**WHAT TO WORK ON:**
What follows is a set of records; repeat all of them exactly.

Stored entries
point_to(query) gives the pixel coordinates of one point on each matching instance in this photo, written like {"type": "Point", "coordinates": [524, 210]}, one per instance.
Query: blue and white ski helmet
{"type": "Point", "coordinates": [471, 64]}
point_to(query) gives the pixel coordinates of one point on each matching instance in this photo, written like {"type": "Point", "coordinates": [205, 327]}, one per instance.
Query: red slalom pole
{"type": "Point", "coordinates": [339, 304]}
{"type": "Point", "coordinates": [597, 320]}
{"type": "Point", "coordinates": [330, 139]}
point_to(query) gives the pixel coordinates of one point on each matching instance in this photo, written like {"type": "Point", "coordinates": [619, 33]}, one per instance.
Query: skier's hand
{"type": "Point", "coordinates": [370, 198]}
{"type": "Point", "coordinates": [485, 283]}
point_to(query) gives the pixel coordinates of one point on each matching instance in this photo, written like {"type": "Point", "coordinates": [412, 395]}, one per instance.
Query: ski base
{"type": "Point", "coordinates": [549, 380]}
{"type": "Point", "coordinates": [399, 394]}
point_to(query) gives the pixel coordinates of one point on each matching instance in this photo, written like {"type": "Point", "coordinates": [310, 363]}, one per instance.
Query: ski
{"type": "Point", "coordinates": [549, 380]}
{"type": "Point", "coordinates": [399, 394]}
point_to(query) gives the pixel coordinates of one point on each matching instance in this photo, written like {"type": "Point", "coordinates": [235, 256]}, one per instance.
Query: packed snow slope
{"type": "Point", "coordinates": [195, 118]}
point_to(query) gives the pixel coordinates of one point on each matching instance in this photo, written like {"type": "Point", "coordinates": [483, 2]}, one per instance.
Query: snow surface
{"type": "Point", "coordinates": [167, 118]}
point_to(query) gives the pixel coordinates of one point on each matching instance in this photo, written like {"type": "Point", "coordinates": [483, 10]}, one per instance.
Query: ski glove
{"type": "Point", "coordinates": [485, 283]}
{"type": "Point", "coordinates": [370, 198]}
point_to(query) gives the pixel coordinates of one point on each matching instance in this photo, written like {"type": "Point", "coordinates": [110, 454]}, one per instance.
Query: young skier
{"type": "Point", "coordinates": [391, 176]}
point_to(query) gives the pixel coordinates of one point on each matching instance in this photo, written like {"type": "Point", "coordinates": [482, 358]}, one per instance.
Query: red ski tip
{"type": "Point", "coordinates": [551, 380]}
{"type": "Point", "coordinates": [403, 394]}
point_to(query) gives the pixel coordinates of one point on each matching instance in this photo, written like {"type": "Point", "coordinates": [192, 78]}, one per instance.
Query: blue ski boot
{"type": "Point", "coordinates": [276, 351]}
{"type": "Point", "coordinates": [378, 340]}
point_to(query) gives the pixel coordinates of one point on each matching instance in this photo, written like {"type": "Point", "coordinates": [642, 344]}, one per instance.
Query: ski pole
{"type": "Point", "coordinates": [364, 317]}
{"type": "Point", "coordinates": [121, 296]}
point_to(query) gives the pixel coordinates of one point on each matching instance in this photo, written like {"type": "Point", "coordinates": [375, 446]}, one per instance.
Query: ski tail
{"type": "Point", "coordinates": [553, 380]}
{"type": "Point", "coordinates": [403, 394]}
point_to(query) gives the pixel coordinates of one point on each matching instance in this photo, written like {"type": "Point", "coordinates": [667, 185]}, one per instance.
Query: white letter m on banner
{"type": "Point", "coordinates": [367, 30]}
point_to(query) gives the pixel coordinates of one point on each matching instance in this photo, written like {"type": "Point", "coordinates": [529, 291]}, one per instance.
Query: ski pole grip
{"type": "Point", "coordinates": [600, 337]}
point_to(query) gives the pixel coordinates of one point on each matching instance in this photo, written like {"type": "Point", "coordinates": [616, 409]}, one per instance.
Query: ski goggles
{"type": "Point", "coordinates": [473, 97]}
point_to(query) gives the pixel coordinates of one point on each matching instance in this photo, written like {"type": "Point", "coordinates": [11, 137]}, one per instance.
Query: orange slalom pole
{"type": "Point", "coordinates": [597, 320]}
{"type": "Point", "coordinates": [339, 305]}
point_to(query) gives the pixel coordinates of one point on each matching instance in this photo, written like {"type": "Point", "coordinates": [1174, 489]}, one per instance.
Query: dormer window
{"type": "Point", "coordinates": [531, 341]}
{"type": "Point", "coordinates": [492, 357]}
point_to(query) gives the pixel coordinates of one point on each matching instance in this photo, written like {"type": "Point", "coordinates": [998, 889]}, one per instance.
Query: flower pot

**CORRECT RESPONSE:**
point_to(query) gives the pixel coordinates of one point on each matching instance in this photo, written like {"type": "Point", "coordinates": [524, 210]}, one per instance.
Query: blue and white ski helmet
{"type": "Point", "coordinates": [471, 64]}
point_to(query) gives the pixel coordinates of one point on each matching instance in this photo, written like {"type": "Point", "coordinates": [205, 327]}, one per instance.
Query: red slalom pole
{"type": "Point", "coordinates": [339, 304]}
{"type": "Point", "coordinates": [597, 320]}
{"type": "Point", "coordinates": [330, 139]}
point_to(query) gives the pixel coordinates of one point on each matching instance in this photo, written like {"type": "Point", "coordinates": [619, 33]}, one per instance.
Query: skier's hand
{"type": "Point", "coordinates": [370, 198]}
{"type": "Point", "coordinates": [485, 283]}
point_to(query) gives the pixel coordinates of one point on each matching instance in this photo, written like {"type": "Point", "coordinates": [412, 395]}, one per instance.
Query: ski base
{"type": "Point", "coordinates": [549, 380]}
{"type": "Point", "coordinates": [399, 394]}
point_to(query) gives the pixel coordinates of one point on each matching instance in this photo, written like {"type": "Point", "coordinates": [310, 363]}, one per instance.
Query: ski
{"type": "Point", "coordinates": [549, 380]}
{"type": "Point", "coordinates": [399, 394]}
point_to(query) gives the pixel coordinates of one point on each matching instance in this photo, written like {"type": "Point", "coordinates": [235, 256]}, one per instance.
Query: packed snow slope
{"type": "Point", "coordinates": [195, 118]}
point_to(query) gives the pixel coordinates of one point on each matching instance in this photo, written like {"type": "Point", "coordinates": [483, 2]}, one per instance.
Query: snow surface
{"type": "Point", "coordinates": [167, 118]}
point_to(query) gives the pixel coordinates of one point on each matching instance in this photo, written like {"type": "Point", "coordinates": [483, 10]}, one per instance.
Query: ski glove
{"type": "Point", "coordinates": [485, 283]}
{"type": "Point", "coordinates": [370, 198]}
point_to(query) gives the pixel coordinates of one point on each matching instance in this photo, written like {"type": "Point", "coordinates": [110, 454]}, one per instance.
Query: young skier
{"type": "Point", "coordinates": [391, 176]}
point_to(query) gives the pixel coordinates of one point on each matching instance in this photo, written like {"type": "Point", "coordinates": [482, 358]}, one per instance.
Query: red ski tip
{"type": "Point", "coordinates": [551, 380]}
{"type": "Point", "coordinates": [403, 394]}
point_to(query) gives the pixel coordinates of one point on each matching instance in this photo, written like {"type": "Point", "coordinates": [192, 78]}, one per instance.
Query: blue ski boot
{"type": "Point", "coordinates": [276, 351]}
{"type": "Point", "coordinates": [378, 340]}
point_to(query) gives the pixel coordinates of one point on each matching instance in this photo, written like {"type": "Point", "coordinates": [642, 344]}, one per instance.
Query: ski pole
{"type": "Point", "coordinates": [364, 317]}
{"type": "Point", "coordinates": [121, 296]}
point_to(query) gives the pixel coordinates of one point on each matching instance in this photo, written like {"type": "Point", "coordinates": [375, 446]}, one per instance.
Query: ski tail
{"type": "Point", "coordinates": [553, 380]}
{"type": "Point", "coordinates": [403, 394]}
point_to(query) gives the pixel coordinates of one point on each matching instance in this photo, written like {"type": "Point", "coordinates": [667, 185]}, one per instance.
Query: white letter m on banner
{"type": "Point", "coordinates": [367, 30]}
point_to(query) gives the pixel coordinates of one point on each matching instance in this photo, written like {"type": "Point", "coordinates": [529, 291]}, one per instance.
Query: ski pole grip
{"type": "Point", "coordinates": [600, 337]}
point_to(query) gives the pixel coordinates of one point on each matching instance in this photo, written like {"type": "Point", "coordinates": [616, 409]}, one per instance.
Query: ski goggles
{"type": "Point", "coordinates": [473, 97]}
point_to(query) gives the pixel coordinates of one point on each matching instance in this photo, written like {"type": "Point", "coordinates": [11, 137]}, one per instance.
Query: orange slalom pole
{"type": "Point", "coordinates": [597, 320]}
{"type": "Point", "coordinates": [339, 305]}
point_to(query) gives the pixel coordinates of one point on each matching instance in this photo, written like {"type": "Point", "coordinates": [1174, 489]}, one per instance.
Query: dormer window
{"type": "Point", "coordinates": [531, 341]}
{"type": "Point", "coordinates": [492, 357]}
point_to(query) gives the pixel coordinates of one point on each matching instance in this photo, written like {"type": "Point", "coordinates": [998, 889]}, one per instance.
Query: flower pot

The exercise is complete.